▶ Prompt
List every line of the records below that contains the string "snow", copying each line in full. Case counts.

Point annotation dataset records
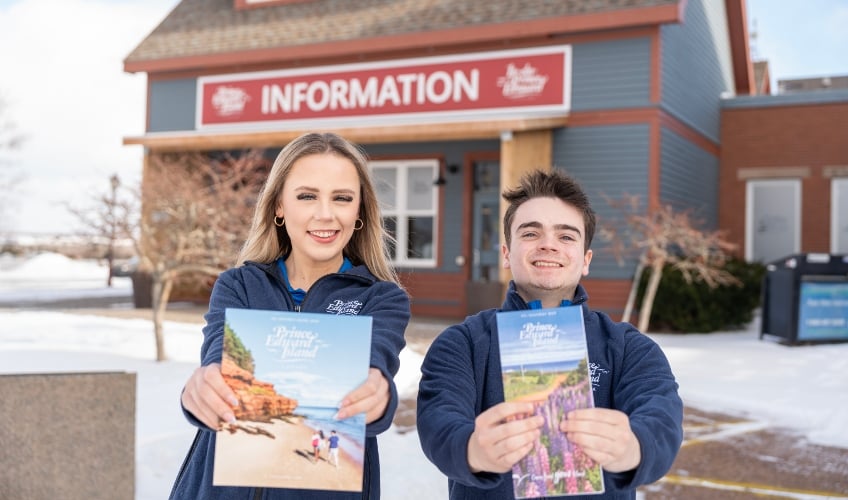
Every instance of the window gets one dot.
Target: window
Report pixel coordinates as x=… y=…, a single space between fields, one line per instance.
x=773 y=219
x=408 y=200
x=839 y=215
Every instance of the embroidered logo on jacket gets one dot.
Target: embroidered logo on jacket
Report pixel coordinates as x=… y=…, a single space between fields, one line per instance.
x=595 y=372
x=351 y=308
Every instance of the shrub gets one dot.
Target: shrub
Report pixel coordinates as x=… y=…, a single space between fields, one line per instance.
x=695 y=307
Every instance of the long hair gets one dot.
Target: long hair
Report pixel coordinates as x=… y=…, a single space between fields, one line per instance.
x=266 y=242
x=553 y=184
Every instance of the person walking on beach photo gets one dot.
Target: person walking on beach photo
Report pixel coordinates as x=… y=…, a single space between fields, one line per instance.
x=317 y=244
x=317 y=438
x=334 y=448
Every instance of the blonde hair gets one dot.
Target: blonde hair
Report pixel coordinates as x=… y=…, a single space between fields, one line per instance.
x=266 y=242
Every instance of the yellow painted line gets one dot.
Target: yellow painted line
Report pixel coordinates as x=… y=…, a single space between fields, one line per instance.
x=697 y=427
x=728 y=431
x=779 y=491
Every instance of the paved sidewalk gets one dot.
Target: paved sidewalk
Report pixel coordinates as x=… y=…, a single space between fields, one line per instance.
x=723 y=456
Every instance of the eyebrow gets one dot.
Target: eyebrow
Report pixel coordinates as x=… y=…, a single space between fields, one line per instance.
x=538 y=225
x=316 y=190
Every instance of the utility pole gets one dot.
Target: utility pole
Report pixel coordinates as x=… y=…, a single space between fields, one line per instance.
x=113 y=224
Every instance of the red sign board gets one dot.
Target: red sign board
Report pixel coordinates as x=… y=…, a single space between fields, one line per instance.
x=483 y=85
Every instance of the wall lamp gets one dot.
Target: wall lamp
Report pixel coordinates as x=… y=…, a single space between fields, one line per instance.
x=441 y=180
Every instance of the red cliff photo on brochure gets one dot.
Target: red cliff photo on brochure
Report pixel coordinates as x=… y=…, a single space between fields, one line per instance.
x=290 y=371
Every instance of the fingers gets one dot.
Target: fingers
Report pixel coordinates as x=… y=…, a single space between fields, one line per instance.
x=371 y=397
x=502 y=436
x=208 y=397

--

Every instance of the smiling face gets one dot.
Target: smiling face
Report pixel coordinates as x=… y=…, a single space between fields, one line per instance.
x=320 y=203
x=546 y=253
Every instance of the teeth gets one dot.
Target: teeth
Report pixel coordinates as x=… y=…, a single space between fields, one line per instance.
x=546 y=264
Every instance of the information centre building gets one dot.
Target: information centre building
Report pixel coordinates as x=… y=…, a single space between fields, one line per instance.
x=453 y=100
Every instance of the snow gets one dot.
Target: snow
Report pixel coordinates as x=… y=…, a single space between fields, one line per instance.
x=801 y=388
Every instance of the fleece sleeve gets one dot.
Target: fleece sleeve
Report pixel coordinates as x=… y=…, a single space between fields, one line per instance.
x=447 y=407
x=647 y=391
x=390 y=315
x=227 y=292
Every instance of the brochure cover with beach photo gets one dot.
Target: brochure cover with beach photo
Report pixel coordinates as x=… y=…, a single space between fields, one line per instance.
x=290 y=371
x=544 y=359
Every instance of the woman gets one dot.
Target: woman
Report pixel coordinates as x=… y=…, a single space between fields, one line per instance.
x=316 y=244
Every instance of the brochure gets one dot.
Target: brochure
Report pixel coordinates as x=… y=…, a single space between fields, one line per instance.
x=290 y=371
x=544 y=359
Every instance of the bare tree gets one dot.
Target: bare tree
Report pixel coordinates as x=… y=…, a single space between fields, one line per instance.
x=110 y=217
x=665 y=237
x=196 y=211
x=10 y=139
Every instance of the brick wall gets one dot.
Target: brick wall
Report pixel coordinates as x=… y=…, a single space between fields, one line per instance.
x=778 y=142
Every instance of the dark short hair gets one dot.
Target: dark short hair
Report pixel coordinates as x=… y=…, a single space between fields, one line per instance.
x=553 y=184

▶ Response to the exercise
Every instance of the snow gets one dot.
Target: snow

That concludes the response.